## TAREFAS A REALIZAR
1) De acordo com a reportagem sobre violência no trânsito, quantos registros de lesão corporal a Sejusp lavrou em 2022?
2) Extraia da reportagem sobre violência no trânsito o trecho que começa em "Em 12 de abril" e vai até "carro e arrancou.", inclusive.
3) Traduza para o inglês esta frase da reportagem sobre violência no trânsito: "Ele teve morte encefálica depois de ser esmagado pelo veículo."

## TEXTO DE LEITURA
A ocorrência foi registrada pela Polícia Rodoviária Federal. Ao Estado de Minas, a assessoria da corporação informou que até as15h30 de ontem nenhum suspeito havia sido identificado. Por meio de nota, a Polícia Civil informou que apura o caso. “Espero que a justiça seja feita, apesar de não adiantar nada pela vida dela, mas por outras vidas. É preciso tirar um monstro desse de circulação”, desabafa o avô da menina.


Estatística “irreal”


De janeiro a julho de 2023, segundo os últimos dados disponíveis, a Secretaria de Justiça e Segurança Pública de Minas Gerais (Sejusp) não registrou nenhuma ocorrência de homicídio com causa presumida vinculada ao trânsito em BH. Já em Minas Gerais, ao longo do mesmo período, houve um crime do tipo. Os números são repetidos no ano anterior, em 2022, na capital mineira, e têm queda quando analisados para todo estado, quando não houve registro de ocorrências semelhantes.


Apesar de aparentemente animadores, os números podem não registrar a realidade. Isso é o que defende o advogado criminalista e especialista em Segurança Pública Jorge Tassi. Ele explica que a classificação de um homicídio, principalmente quando não há testemunhas, depende de quem o registrou. “Quando há um homicídio, temos que analisar como esse cadáver está sendo tratado dentro do ambiente estatístico. Eu já vi classificações sendo feitas de forma espúria, porque fica a critério de quem estava no local”, relata.


Em 12 de abril de 2023, o instrutor de autoescola Alessandro Gomes de Carvalho, de 48 anos, foi arrastado por um carro durante uma briga de trânsito. Ele teve morte encefálica depois de ser esmagado pelo veículo. Conforme as investigações, a vítima estava dando aula quando o outro carro se aproximou e colidiu com o seu. Logo depois da batida, o professor desceu do veículo para conversar com o outro motorista. A conversa fluía, segundo o aluno da vítima, mas quando o instrutor sugeriu registrar um boletim de ocorrência, o outro condutor entrou no carro e arrancou.


Na tentativa de fazer o motorista parar, a vítima se agarrou ao capô do carro. Ao chegar a um cruzamento, o motorista parou e Alessandro saltou na rua. Ele foi esmagado enquanto tentava pegar a chave do veículo. Na época, o delegado Rômulo Dias, titular da Divisão Especializada em Prevenção e Investigação de Crimes de Trânsito, classificou o crime como um “ato covarde”. “Estamos vivendo tempos em que a intolerância está demasiada, principalmente no trânsito.”


Em contrapartida aos números de mortes provocados por desavenças ao volante, os números de lesão corporal e vias de fato que partiram de motivações no trânsito mostram que a intolerância com “fechadas”, ultrapassagens erradas e outros problemas nas vias é bem comum. Ainda conforme dados da Sejusp, em 2022 foram lavrados 14 registros de lesão corporal. Já em 2023, de janeiro a julho, foram sete ocorrências. Quando expostos os dados de vias de fato, os números saltam para 22, no último ano, e 42, no anterior.

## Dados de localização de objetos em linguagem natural
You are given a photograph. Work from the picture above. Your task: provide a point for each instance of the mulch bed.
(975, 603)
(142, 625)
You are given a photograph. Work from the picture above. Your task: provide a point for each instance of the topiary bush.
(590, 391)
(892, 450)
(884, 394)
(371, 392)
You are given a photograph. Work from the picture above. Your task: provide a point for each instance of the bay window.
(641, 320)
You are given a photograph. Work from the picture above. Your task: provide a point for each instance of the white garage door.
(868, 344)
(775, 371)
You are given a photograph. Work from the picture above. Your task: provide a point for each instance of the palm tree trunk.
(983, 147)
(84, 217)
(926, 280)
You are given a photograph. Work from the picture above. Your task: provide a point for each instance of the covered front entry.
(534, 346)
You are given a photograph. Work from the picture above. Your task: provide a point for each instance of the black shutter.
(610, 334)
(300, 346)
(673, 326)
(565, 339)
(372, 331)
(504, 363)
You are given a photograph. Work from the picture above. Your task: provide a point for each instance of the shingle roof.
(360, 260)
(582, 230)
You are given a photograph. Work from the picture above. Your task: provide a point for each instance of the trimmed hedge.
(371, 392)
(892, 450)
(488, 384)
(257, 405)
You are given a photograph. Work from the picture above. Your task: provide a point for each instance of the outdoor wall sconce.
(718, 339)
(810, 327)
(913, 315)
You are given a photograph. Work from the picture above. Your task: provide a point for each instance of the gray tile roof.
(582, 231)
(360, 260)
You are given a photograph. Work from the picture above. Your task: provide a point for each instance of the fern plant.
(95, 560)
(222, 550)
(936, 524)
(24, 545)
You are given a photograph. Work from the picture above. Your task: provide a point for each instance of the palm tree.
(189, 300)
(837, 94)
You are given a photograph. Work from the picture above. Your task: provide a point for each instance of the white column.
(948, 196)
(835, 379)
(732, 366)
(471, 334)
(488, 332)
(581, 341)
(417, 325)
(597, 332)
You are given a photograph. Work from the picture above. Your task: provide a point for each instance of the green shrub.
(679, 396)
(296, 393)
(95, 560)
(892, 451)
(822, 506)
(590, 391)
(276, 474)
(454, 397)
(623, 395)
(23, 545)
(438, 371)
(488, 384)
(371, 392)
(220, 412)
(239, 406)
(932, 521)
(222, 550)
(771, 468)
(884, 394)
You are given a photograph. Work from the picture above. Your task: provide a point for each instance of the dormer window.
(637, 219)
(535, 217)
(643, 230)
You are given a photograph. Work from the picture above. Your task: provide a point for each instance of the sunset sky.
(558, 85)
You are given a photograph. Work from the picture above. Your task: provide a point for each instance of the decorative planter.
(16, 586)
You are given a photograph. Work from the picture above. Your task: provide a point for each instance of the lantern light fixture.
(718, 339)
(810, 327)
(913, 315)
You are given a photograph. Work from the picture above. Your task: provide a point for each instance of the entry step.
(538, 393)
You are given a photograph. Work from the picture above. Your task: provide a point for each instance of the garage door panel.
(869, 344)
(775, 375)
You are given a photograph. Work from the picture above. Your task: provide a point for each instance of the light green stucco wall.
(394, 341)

## LISTA DE RESPOSTAS
1) Foram lavrados 14 registros de lesão corporal em 2022.

2)
Em 12 de abril de 2023, o instrutor de autoescola Alessandro Gomes de Carvalho, de 48 anos, foi arrastado por um carro durante uma briga de trânsito. Ele teve morte encefálica depois de ser esmagado pelo veículo. Conforme as investigações, a vítima estava dando aula quando o outro carro se aproximou e colidiu com o seu. Logo depois da batida, o professor desceu do veículo para conversar com o outro motorista. A conversa fluía, segundo o aluno da vítima, mas quando o instrutor sugeriu registrar um boletim de ocorrência, o outro condutor entrou no carro e arrancou.

3) He suffered brain death after being crushed by the vehicle.